DO THIS |
Copy every entry below word for word, leaving out the pictures.
--- EXTRACTED RECORDS ---
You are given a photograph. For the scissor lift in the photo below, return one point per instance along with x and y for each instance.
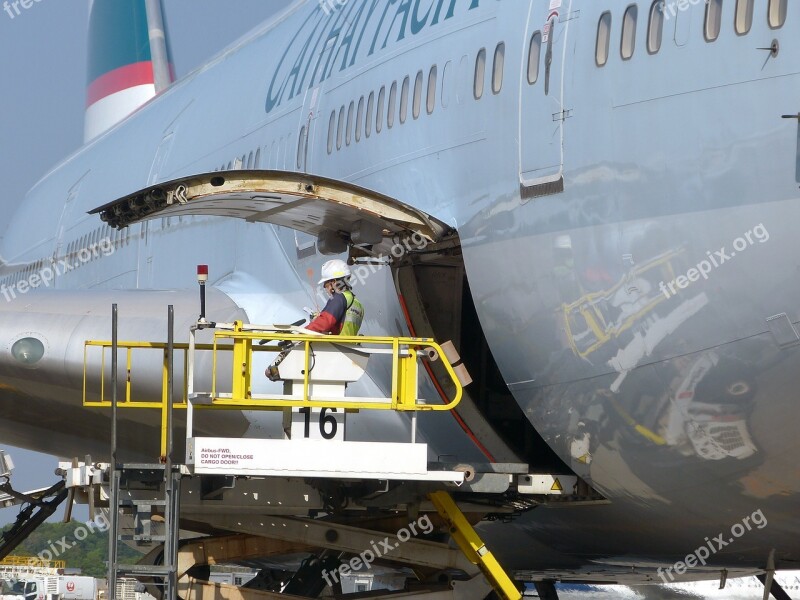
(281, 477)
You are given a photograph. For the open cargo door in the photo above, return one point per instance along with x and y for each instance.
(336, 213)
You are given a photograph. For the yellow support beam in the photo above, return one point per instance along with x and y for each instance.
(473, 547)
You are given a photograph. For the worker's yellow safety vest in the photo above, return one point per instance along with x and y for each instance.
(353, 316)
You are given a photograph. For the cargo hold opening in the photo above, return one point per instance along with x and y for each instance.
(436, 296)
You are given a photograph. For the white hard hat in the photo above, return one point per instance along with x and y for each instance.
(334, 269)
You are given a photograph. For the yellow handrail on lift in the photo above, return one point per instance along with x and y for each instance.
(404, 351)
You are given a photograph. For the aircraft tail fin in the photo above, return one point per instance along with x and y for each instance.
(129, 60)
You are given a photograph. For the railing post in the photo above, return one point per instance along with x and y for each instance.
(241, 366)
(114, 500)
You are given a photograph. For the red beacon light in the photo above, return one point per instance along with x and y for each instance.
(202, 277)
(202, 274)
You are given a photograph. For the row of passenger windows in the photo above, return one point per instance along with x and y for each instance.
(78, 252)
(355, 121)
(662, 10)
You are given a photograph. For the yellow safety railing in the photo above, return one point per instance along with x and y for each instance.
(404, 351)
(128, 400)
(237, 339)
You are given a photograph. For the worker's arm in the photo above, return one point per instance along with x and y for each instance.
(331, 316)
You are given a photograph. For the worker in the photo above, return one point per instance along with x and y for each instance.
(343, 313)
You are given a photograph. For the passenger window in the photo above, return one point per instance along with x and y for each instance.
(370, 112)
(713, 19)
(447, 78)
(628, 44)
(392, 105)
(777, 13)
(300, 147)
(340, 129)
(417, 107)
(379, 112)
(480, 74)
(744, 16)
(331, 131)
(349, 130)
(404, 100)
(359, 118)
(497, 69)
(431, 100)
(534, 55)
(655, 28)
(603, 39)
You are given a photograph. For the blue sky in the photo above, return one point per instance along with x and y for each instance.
---
RESPONSE |
You are given a photograph. For the scissor lift in the photo below, return one point per instance along with x and y for each instance.
(281, 477)
You are given a photograph. For the open cargo door in the photo above, return one point per instance along with x and y for each instance.
(336, 213)
You are given a photograph. For the yellow support beam in the photo above, return one point per instance along with x and y for each instance.
(473, 547)
You are given a photograph. For the worker's yellow safety vest in the photo above, return one point per instance along with x and y for each instance.
(353, 316)
You are given a photograph. For the cargo hold opening in the photo above, return one point per instance along with x and y for each instance.
(436, 296)
You are given a photograph. For the white hard hat in the photo above, return one point per instance along with x and y for each instance.
(334, 269)
You are given a photograph. For the yellow handrail on lift in the photo above, return one point per instance along with x and y for each instance.
(404, 351)
You are given a photograph. For the aircraft tail fin in the photo above, return one point per instance along with x and y for each instance.
(129, 60)
You are given a photograph. For the railing post in the photo above, return one point per instance along with x and y for each instance.
(241, 366)
(114, 500)
You are given a photograph. For the red beacon light in the photo above, return one point per instance along with x and y for each instance.
(202, 277)
(202, 274)
You are given a photograph. For the row of passenger windows in the photo above, return one point per instance along with x and y for each instance.
(78, 252)
(355, 121)
(662, 10)
You are given a photograph. For the yellow safety railing in the photo above, return one point per instance along with x and y for each instance.
(404, 351)
(128, 400)
(237, 339)
You are given a photograph. For the worker's arm in the photo above, return one point per instance along with x and y for each instance.
(331, 316)
You are given a photograph. For the worker in the photo above, return one point per instance along with x and y for each instance.
(343, 313)
You are given a photograph. For the passenger window in the photo above, return one point per instance along with x and y for each instance.
(370, 112)
(713, 19)
(447, 78)
(628, 44)
(392, 105)
(777, 13)
(300, 147)
(340, 129)
(417, 107)
(379, 112)
(480, 74)
(744, 16)
(331, 131)
(349, 130)
(404, 100)
(359, 118)
(497, 69)
(431, 100)
(534, 55)
(655, 28)
(603, 39)
You are given a photograph. For the blue sky in the photo above, return one point per instance along with x and y for each instance.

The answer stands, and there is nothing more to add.